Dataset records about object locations
■ ■ ■

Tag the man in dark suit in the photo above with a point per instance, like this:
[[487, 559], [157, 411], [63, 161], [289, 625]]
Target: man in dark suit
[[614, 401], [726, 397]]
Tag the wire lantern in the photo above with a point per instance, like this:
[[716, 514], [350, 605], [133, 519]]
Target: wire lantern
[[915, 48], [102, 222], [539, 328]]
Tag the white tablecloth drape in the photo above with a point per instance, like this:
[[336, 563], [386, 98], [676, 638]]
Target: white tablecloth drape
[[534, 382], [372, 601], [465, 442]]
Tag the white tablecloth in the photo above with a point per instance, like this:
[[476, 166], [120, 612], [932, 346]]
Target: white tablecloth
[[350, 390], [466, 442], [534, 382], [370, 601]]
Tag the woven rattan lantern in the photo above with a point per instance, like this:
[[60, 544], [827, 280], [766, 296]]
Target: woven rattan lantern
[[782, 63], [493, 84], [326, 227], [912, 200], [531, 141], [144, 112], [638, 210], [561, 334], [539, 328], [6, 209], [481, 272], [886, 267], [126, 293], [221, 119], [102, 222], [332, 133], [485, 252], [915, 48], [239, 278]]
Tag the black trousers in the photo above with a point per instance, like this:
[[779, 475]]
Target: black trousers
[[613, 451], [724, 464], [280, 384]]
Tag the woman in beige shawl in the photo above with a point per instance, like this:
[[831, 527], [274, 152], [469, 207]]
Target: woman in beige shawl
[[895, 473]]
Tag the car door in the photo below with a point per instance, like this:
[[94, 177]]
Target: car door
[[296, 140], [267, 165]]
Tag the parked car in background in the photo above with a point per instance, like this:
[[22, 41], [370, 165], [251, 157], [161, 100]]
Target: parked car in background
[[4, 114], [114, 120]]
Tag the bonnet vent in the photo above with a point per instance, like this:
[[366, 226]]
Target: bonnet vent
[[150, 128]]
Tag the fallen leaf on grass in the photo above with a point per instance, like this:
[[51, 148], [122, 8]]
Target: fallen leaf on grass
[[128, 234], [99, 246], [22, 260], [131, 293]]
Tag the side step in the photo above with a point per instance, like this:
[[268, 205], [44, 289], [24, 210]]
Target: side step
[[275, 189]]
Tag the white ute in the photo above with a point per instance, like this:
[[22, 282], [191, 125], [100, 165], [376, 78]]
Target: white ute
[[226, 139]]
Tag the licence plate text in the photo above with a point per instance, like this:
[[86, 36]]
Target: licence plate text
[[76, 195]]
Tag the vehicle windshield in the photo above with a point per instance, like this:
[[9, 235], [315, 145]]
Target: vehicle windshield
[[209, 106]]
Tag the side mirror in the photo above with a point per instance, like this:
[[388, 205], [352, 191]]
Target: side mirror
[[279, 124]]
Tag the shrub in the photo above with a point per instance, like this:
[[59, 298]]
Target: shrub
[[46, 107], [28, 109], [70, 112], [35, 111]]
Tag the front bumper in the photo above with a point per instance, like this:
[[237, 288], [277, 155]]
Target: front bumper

■ ■ ■

THE EXERCISE
Could you reproduce, verbatim, the lines of the records from the line with "Tag the woven" up to and including the line with "[[296, 140], [267, 165]]"?

SOLUTION TO THIS EXERCISE
Tag the woven rattan lantern in the photo above with a point per instance, like this:
[[60, 544], [827, 280], [766, 296]]
Target: woven rattan lantern
[[782, 63], [493, 84], [326, 227], [912, 200], [531, 141], [144, 112], [638, 210], [561, 334], [539, 328], [6, 209], [481, 272], [886, 267], [126, 293], [221, 119], [102, 222], [332, 133], [485, 252], [915, 48], [239, 278]]
Tag the black trousers in the photo above with a point per instance, like this:
[[779, 475]]
Target: black trousers
[[613, 451], [724, 464], [280, 384]]
Tag the woman in beige shawl in the photo above with a point per instance, like this:
[[831, 527], [274, 152], [469, 207]]
Target: woman in beige shawl
[[895, 473]]
Tag the car door in the photo below with a point per instance, like this:
[[94, 177]]
Target: car door
[[296, 140], [267, 165]]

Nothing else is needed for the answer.